# [WRITTEN PROBLEM]
Please quote all of the data below word for word, line by line, and leave out the pictures.

# [SUPPLIED MATERIAL]
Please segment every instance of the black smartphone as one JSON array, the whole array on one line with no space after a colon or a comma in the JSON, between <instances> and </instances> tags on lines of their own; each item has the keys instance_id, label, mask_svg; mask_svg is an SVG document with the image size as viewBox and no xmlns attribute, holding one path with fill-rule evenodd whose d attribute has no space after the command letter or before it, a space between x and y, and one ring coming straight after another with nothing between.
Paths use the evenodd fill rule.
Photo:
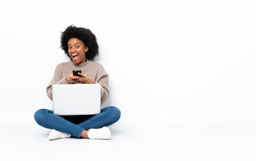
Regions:
<instances>
[{"instance_id":1,"label":"black smartphone","mask_svg":"<svg viewBox=\"0 0 256 161\"><path fill-rule=\"evenodd\" d=\"M82 73L82 71L79 70L73 70L73 75L76 76L81 77L81 75L77 74L78 73Z\"/></svg>"}]
</instances>

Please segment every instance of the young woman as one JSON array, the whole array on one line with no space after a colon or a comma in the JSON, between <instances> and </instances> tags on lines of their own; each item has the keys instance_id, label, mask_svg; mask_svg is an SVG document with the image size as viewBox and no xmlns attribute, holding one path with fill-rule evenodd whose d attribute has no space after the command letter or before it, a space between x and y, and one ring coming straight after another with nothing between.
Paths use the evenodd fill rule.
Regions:
<instances>
[{"instance_id":1,"label":"young woman","mask_svg":"<svg viewBox=\"0 0 256 161\"><path fill-rule=\"evenodd\" d=\"M108 75L101 64L93 62L99 54L95 35L89 29L70 25L61 33L61 49L70 60L56 66L53 77L46 87L47 96L52 100L53 84L99 83L101 85L103 104L109 95ZM78 73L81 77L73 75L73 70L81 70L83 73ZM53 129L48 137L49 140L71 136L106 139L111 136L107 126L116 122L120 116L119 108L109 106L94 115L59 116L53 114L52 110L41 109L36 112L34 118L39 125Z\"/></svg>"}]
</instances>

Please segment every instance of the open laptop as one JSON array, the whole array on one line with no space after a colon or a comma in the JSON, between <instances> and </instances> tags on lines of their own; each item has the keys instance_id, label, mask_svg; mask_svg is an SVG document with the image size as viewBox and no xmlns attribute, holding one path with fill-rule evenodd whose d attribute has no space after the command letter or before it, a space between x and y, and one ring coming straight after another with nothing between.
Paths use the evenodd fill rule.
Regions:
<instances>
[{"instance_id":1,"label":"open laptop","mask_svg":"<svg viewBox=\"0 0 256 161\"><path fill-rule=\"evenodd\" d=\"M60 116L89 115L101 112L101 85L52 85L53 113Z\"/></svg>"}]
</instances>

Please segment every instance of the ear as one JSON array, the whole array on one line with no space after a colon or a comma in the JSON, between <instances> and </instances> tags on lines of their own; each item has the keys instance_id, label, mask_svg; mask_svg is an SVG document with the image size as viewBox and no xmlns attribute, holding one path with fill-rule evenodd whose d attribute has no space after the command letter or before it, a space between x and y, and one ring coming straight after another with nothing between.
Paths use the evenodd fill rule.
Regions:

# [FULL OUTPUT]
Please segment every instance of the black smartphone as one JSON array, the whole array on one line with no space after a colon or a comma in the JSON, between <instances> and </instances> tags on lines of their own; each item has the keys instance_id, label, mask_svg; mask_svg is an SVG document with the image size as viewBox and no xmlns attribute, holding one path with fill-rule evenodd whose d attribute has no space after the command letter or before it, a space between x and y, and one ring coming straight after another with nothing between.
Paths use the evenodd fill rule.
Photo:
Regions:
<instances>
[{"instance_id":1,"label":"black smartphone","mask_svg":"<svg viewBox=\"0 0 256 161\"><path fill-rule=\"evenodd\" d=\"M82 73L82 71L79 70L73 70L73 75L76 76L81 77L81 75L77 74L78 73Z\"/></svg>"}]
</instances>

Please segment every instance of the young woman as one JSON array, the whole array on one line with no space after a colon or a comma in the JSON, between <instances> and </instances> tags on lines of their own; each item has the keys instance_id, label, mask_svg; mask_svg is an SVG document with the image size as viewBox and no xmlns attribute, holding one path with fill-rule evenodd whose d attribute has no space after the command letter or before it, a space between x and y, and one ring coming straight after another with nothing between.
Paths use the evenodd fill rule.
Regions:
<instances>
[{"instance_id":1,"label":"young woman","mask_svg":"<svg viewBox=\"0 0 256 161\"><path fill-rule=\"evenodd\" d=\"M108 75L101 64L93 62L99 54L95 35L89 29L70 25L61 33L61 49L70 60L56 66L53 77L46 87L47 96L52 100L53 84L99 83L101 85L103 104L109 95ZM78 73L81 77L73 75L73 70L81 70L83 73ZM53 129L48 137L49 140L71 136L106 139L111 136L107 126L116 122L120 116L119 108L109 106L94 115L59 116L53 114L52 110L41 109L36 112L34 118L39 125Z\"/></svg>"}]
</instances>

Please segment every instance of the open laptop as one JSON array, the whole array on one line with no space after a colon or a comma in the JSON, between <instances> and </instances> tags on lines of their own; each item has the keys instance_id, label, mask_svg; mask_svg is an SVG document with the image size as viewBox and no xmlns attribute, holding one path with fill-rule evenodd whose d attribute has no space after the command letter or before it, a space between x and y, and one ring coming straight after another with nothing between.
Paths use the evenodd fill rule.
Regions:
<instances>
[{"instance_id":1,"label":"open laptop","mask_svg":"<svg viewBox=\"0 0 256 161\"><path fill-rule=\"evenodd\" d=\"M60 116L89 115L101 112L101 85L52 85L53 113Z\"/></svg>"}]
</instances>

Please segment every instance of the ear as one JSON array, the whole array on one line with no space after a colon or a comma in the JSON, between <instances> and </instances> tags on lines of their own; each item has the keys instance_id, label, mask_svg; mask_svg is an SVG document with the image size as viewBox and no xmlns attribute, holding one path with fill-rule evenodd whose d attribute has no space after the command letter or before it, a space between x and y, and one ring coming straight after another with nothing between.
Paths use the evenodd fill rule.
Regions:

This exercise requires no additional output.